- **EXERCISE DETAILS**:
Once the line with "93, row 149." is found in the entries below, repeat it and each following line exactly, up to and including the line with "497, row 346.". Add no other lines.

- **RECORDED INFORMATION**:

-----

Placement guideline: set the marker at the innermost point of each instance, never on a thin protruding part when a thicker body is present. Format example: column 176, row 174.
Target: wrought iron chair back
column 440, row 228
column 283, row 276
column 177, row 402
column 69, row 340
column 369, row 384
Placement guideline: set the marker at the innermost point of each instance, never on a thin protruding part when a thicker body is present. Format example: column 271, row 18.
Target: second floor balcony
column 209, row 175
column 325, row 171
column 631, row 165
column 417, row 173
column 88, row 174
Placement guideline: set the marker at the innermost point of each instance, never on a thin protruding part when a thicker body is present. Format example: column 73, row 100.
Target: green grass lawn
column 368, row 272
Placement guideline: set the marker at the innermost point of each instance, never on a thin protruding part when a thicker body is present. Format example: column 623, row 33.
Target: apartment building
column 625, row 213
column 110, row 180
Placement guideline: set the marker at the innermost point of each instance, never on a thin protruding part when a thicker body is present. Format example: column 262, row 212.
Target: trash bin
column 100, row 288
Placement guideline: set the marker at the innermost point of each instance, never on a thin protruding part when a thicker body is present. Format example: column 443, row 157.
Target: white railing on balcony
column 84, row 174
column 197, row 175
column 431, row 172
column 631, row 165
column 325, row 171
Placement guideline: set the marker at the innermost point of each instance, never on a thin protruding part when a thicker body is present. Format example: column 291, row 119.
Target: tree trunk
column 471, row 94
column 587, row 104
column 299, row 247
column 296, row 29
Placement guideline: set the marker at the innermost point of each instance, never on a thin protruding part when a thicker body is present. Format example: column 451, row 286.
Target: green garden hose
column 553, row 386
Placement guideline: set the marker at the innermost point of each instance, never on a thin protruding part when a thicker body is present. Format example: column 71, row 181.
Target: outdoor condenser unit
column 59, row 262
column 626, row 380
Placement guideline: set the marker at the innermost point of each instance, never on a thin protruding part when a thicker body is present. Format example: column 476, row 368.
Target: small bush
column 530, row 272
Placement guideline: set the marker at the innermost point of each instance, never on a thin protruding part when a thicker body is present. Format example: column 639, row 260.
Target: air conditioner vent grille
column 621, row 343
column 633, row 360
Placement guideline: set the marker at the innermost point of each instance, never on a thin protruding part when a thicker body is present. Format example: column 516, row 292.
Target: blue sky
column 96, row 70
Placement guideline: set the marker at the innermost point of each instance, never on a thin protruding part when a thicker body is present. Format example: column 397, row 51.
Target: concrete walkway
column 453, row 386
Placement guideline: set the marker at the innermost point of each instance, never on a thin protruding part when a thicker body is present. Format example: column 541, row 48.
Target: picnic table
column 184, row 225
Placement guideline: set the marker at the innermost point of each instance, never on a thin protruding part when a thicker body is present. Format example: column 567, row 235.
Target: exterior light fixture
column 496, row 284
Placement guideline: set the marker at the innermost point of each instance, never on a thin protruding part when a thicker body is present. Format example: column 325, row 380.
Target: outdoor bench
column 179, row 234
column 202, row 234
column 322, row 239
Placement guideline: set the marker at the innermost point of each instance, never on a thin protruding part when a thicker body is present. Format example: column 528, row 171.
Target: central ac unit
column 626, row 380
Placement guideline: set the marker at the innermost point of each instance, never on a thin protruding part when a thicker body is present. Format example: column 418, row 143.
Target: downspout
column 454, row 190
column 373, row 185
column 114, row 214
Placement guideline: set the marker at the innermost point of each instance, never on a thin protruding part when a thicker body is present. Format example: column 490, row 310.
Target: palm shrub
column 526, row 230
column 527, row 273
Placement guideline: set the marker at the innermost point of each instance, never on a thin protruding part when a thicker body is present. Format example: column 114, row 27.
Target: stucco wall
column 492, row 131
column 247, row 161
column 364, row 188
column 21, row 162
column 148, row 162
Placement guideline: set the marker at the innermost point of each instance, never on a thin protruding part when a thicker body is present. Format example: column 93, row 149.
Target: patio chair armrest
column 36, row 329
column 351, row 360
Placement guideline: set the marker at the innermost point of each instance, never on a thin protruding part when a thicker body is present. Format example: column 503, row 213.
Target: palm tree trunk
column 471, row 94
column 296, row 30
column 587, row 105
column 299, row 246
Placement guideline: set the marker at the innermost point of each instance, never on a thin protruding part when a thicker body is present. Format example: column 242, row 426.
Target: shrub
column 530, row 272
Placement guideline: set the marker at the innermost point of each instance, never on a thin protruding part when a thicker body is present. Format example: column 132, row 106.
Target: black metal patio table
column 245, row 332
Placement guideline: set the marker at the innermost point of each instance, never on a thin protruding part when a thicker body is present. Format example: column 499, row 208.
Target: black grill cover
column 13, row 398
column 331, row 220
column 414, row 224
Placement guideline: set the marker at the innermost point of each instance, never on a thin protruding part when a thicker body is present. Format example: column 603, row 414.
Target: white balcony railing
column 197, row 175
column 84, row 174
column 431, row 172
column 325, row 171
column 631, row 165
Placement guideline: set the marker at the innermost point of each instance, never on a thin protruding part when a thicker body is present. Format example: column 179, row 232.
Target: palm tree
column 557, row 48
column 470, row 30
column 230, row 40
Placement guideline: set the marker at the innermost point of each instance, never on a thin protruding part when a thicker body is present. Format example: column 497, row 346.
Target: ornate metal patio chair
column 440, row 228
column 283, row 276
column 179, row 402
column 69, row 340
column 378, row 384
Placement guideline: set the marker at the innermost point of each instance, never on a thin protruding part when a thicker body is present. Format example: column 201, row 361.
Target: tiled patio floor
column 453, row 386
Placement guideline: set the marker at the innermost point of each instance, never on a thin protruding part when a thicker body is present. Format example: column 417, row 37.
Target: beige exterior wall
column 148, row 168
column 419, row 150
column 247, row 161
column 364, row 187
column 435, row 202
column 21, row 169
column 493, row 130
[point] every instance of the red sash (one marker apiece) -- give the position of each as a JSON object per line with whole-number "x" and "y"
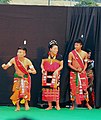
{"x": 22, "y": 69}
{"x": 78, "y": 59}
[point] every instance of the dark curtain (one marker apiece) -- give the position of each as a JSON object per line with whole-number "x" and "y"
{"x": 38, "y": 25}
{"x": 84, "y": 23}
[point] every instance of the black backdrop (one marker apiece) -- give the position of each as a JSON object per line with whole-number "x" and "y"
{"x": 38, "y": 25}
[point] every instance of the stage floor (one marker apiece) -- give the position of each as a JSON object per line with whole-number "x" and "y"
{"x": 8, "y": 113}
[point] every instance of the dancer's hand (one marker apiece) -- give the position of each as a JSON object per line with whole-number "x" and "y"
{"x": 43, "y": 70}
{"x": 3, "y": 66}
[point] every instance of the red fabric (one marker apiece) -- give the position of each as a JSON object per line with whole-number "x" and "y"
{"x": 78, "y": 59}
{"x": 22, "y": 69}
{"x": 50, "y": 94}
{"x": 82, "y": 86}
{"x": 50, "y": 67}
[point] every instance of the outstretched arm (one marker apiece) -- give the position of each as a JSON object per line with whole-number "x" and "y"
{"x": 42, "y": 66}
{"x": 6, "y": 66}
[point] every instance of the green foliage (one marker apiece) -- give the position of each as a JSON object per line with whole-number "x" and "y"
{"x": 83, "y": 3}
{"x": 5, "y": 1}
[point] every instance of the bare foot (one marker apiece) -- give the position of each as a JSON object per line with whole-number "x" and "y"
{"x": 88, "y": 106}
{"x": 58, "y": 107}
{"x": 49, "y": 108}
{"x": 72, "y": 108}
{"x": 27, "y": 107}
{"x": 17, "y": 109}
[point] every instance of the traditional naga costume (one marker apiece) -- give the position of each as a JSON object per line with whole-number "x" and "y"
{"x": 90, "y": 75}
{"x": 22, "y": 85}
{"x": 51, "y": 82}
{"x": 78, "y": 81}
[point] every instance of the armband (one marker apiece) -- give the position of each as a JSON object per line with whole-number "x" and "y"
{"x": 69, "y": 61}
{"x": 9, "y": 64}
{"x": 31, "y": 66}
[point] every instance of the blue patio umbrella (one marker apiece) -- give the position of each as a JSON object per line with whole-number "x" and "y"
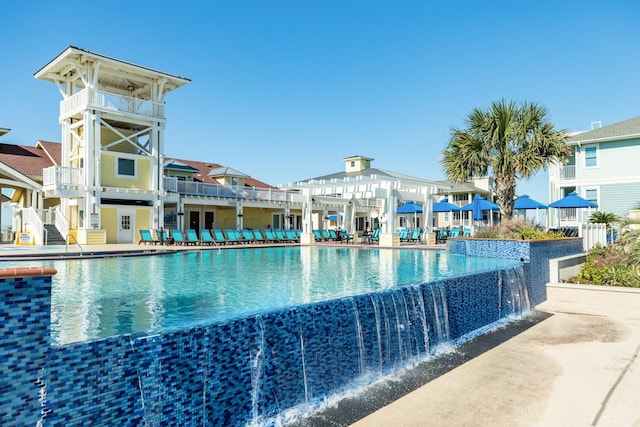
{"x": 572, "y": 200}
{"x": 444, "y": 206}
{"x": 526, "y": 202}
{"x": 410, "y": 207}
{"x": 478, "y": 206}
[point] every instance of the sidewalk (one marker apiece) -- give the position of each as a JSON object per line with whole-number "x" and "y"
{"x": 578, "y": 367}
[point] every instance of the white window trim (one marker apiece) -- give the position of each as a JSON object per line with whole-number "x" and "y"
{"x": 584, "y": 151}
{"x": 135, "y": 168}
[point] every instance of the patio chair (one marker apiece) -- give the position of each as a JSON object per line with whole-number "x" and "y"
{"x": 346, "y": 237}
{"x": 247, "y": 236}
{"x": 233, "y": 235}
{"x": 177, "y": 236}
{"x": 192, "y": 237}
{"x": 257, "y": 235}
{"x": 375, "y": 236}
{"x": 146, "y": 237}
{"x": 270, "y": 236}
{"x": 291, "y": 236}
{"x": 218, "y": 237}
{"x": 206, "y": 238}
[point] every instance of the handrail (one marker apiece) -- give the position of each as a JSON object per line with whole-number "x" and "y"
{"x": 76, "y": 240}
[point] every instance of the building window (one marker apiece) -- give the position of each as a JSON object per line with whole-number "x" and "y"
{"x": 590, "y": 156}
{"x": 591, "y": 195}
{"x": 126, "y": 167}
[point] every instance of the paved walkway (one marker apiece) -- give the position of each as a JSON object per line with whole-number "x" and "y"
{"x": 578, "y": 367}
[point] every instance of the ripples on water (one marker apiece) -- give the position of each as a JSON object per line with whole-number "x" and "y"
{"x": 95, "y": 298}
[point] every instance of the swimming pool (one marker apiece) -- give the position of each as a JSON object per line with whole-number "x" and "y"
{"x": 95, "y": 298}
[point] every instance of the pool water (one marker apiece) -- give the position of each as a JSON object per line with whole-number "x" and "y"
{"x": 95, "y": 298}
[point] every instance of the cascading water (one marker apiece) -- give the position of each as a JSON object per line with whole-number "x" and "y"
{"x": 516, "y": 299}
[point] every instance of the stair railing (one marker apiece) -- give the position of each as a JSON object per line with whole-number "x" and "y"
{"x": 76, "y": 240}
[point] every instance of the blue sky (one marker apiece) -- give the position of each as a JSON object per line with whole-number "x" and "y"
{"x": 284, "y": 90}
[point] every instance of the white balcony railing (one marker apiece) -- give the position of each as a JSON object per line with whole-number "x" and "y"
{"x": 108, "y": 101}
{"x": 173, "y": 185}
{"x": 568, "y": 172}
{"x": 59, "y": 176}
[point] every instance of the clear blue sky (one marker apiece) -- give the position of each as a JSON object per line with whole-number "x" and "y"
{"x": 284, "y": 90}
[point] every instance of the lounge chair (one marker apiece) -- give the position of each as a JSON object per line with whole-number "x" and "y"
{"x": 257, "y": 235}
{"x": 192, "y": 237}
{"x": 166, "y": 239}
{"x": 291, "y": 235}
{"x": 270, "y": 236}
{"x": 178, "y": 237}
{"x": 247, "y": 236}
{"x": 346, "y": 237}
{"x": 416, "y": 234}
{"x": 146, "y": 237}
{"x": 218, "y": 237}
{"x": 280, "y": 235}
{"x": 206, "y": 238}
{"x": 233, "y": 235}
{"x": 375, "y": 237}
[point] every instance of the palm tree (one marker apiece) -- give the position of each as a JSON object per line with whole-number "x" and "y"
{"x": 603, "y": 218}
{"x": 508, "y": 140}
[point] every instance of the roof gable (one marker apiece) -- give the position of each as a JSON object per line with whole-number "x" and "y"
{"x": 621, "y": 130}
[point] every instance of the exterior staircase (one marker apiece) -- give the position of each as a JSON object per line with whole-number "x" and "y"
{"x": 53, "y": 235}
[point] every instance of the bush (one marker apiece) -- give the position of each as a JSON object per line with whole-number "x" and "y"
{"x": 517, "y": 230}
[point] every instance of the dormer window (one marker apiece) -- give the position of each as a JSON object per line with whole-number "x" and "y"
{"x": 126, "y": 167}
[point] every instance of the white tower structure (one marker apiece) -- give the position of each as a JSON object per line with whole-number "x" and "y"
{"x": 113, "y": 119}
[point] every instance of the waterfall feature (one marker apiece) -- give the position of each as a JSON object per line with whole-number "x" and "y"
{"x": 514, "y": 288}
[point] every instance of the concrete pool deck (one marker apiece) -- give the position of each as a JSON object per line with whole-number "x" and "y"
{"x": 580, "y": 366}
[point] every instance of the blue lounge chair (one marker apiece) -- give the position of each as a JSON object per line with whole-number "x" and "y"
{"x": 270, "y": 236}
{"x": 346, "y": 237}
{"x": 233, "y": 235}
{"x": 291, "y": 235}
{"x": 218, "y": 237}
{"x": 280, "y": 235}
{"x": 146, "y": 237}
{"x": 177, "y": 236}
{"x": 416, "y": 234}
{"x": 257, "y": 235}
{"x": 192, "y": 237}
{"x": 247, "y": 236}
{"x": 206, "y": 238}
{"x": 375, "y": 237}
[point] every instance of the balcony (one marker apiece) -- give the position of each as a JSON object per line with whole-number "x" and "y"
{"x": 190, "y": 188}
{"x": 568, "y": 172}
{"x": 107, "y": 101}
{"x": 61, "y": 181}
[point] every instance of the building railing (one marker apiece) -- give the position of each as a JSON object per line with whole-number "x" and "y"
{"x": 173, "y": 185}
{"x": 568, "y": 172}
{"x": 56, "y": 176}
{"x": 88, "y": 98}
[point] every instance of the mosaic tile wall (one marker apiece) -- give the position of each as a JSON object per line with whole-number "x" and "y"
{"x": 250, "y": 369}
{"x": 25, "y": 311}
{"x": 535, "y": 255}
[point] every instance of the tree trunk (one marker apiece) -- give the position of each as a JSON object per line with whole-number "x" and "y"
{"x": 505, "y": 193}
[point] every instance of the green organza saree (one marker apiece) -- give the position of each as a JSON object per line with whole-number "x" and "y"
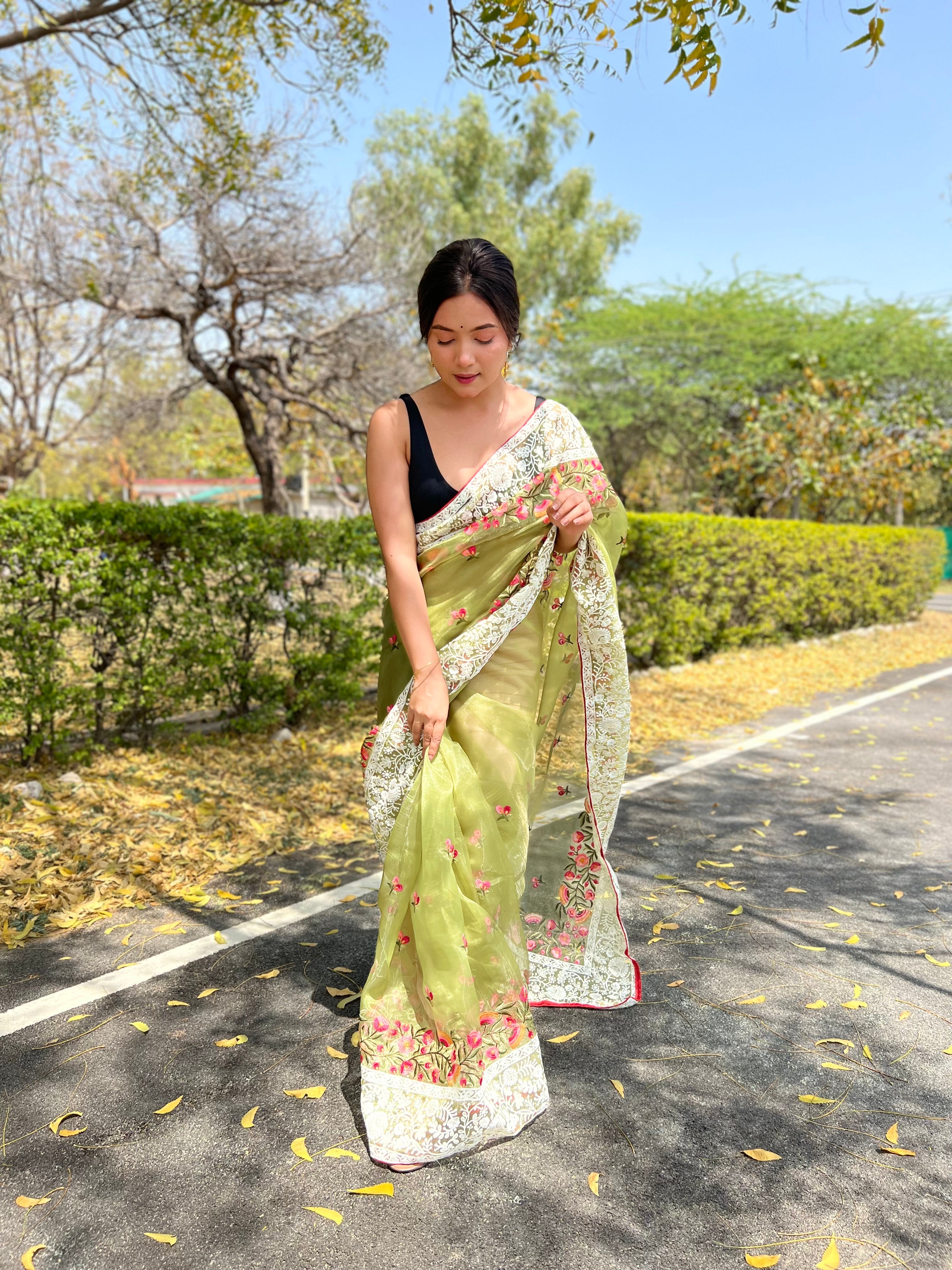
{"x": 497, "y": 893}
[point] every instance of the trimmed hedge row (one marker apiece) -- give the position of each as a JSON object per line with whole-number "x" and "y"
{"x": 690, "y": 586}
{"x": 116, "y": 615}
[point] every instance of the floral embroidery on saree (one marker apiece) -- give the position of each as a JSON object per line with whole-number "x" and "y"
{"x": 497, "y": 891}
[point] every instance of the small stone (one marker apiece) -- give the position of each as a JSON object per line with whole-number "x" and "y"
{"x": 30, "y": 789}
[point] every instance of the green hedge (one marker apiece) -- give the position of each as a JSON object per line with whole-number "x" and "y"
{"x": 690, "y": 586}
{"x": 116, "y": 615}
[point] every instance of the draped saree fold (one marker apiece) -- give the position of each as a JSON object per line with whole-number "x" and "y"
{"x": 497, "y": 893}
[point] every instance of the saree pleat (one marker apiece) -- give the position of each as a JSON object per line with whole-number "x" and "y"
{"x": 497, "y": 892}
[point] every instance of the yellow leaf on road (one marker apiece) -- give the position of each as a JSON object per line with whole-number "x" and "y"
{"x": 830, "y": 1258}
{"x": 55, "y": 1124}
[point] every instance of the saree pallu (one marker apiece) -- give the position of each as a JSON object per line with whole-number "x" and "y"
{"x": 497, "y": 893}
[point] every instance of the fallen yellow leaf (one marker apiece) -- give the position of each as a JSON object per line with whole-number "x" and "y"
{"x": 169, "y": 1107}
{"x": 331, "y": 1213}
{"x": 830, "y": 1258}
{"x": 55, "y": 1124}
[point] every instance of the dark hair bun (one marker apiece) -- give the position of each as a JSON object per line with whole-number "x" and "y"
{"x": 470, "y": 267}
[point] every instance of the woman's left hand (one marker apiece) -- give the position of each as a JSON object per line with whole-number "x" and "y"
{"x": 572, "y": 512}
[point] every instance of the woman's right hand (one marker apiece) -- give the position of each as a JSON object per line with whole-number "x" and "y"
{"x": 427, "y": 710}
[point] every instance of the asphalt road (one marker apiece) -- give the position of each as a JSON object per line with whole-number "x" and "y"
{"x": 832, "y": 822}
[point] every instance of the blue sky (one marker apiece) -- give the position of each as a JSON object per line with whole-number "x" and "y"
{"x": 802, "y": 161}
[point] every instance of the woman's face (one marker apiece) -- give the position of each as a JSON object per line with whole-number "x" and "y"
{"x": 468, "y": 345}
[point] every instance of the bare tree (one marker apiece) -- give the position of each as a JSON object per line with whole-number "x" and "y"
{"x": 287, "y": 321}
{"x": 54, "y": 348}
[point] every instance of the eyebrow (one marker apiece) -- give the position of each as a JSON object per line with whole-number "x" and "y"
{"x": 485, "y": 326}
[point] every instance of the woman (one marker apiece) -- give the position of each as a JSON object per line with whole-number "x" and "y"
{"x": 502, "y": 735}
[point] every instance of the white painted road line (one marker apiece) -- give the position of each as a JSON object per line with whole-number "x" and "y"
{"x": 117, "y": 981}
{"x": 740, "y": 747}
{"x": 69, "y": 999}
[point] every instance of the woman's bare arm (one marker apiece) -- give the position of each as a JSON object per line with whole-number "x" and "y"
{"x": 389, "y": 491}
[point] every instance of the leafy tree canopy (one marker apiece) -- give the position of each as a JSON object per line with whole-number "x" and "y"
{"x": 451, "y": 177}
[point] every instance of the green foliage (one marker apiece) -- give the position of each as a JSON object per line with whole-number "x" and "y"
{"x": 690, "y": 586}
{"x": 115, "y": 616}
{"x": 451, "y": 177}
{"x": 655, "y": 378}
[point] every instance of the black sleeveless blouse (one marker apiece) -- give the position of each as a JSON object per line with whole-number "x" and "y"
{"x": 429, "y": 489}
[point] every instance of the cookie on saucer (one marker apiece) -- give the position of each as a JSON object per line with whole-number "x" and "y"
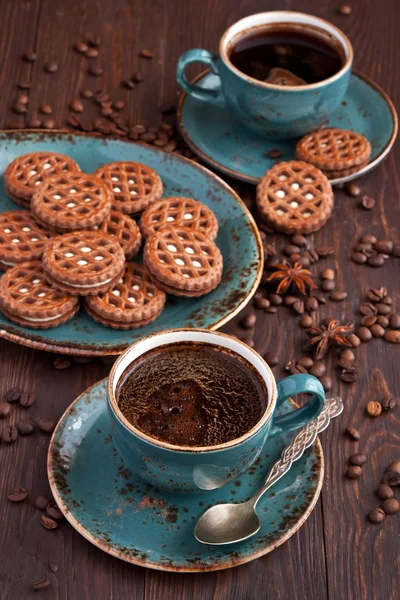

-----

- **YOUR RESPONSE**:
Placement guideline: set the marker at the innermost point of each instance, never on a thin protruding part when a thicker body is present. Format example: column 93, row 149.
Target: patio chair armrest
column 36, row 329
column 351, row 360
Placement guideline: set the marker at the innermost point of each instance, never on a thin protruding part when a thicker body is present. Format example: column 503, row 213.
Target: palm tree trunk
column 471, row 94
column 296, row 30
column 587, row 105
column 299, row 246
Placement guideline: set the marker at the innermost point of each instance, never on a thin protruding part when a thicker body is present. Format example: column 242, row 426.
Target: shrub
column 530, row 272
Placement guideline: set the marker at the innermost point of each instance, never on a thin protruding part when a thicker body is present. Format example: column 132, row 106.
Target: black metal patio table
column 245, row 332
Placement guideline: set the marker at the innermost point of each instance, never on a thin protruding part when a thicker body is present. Format example: column 499, row 208.
Target: black grill cover
column 13, row 398
column 331, row 220
column 414, row 224
Placement guideline: set the marker at the innermost point of each instance, never on a thin protruding part when a thicker body is present. Format example: column 603, row 414.
Target: white balcony railing
column 197, row 175
column 84, row 174
column 431, row 172
column 325, row 171
column 631, row 165
Placement guideline: set the marker at the innermost point of each instance, never on a thin protruding part when a thicker body is present. Format example: column 179, row 232.
Target: palm tree
column 557, row 48
column 470, row 30
column 230, row 40
Placement guideline: set the marker at the innermost point of each instance, never on a thin protruding part when a thicker body is present. Format example: column 497, row 346.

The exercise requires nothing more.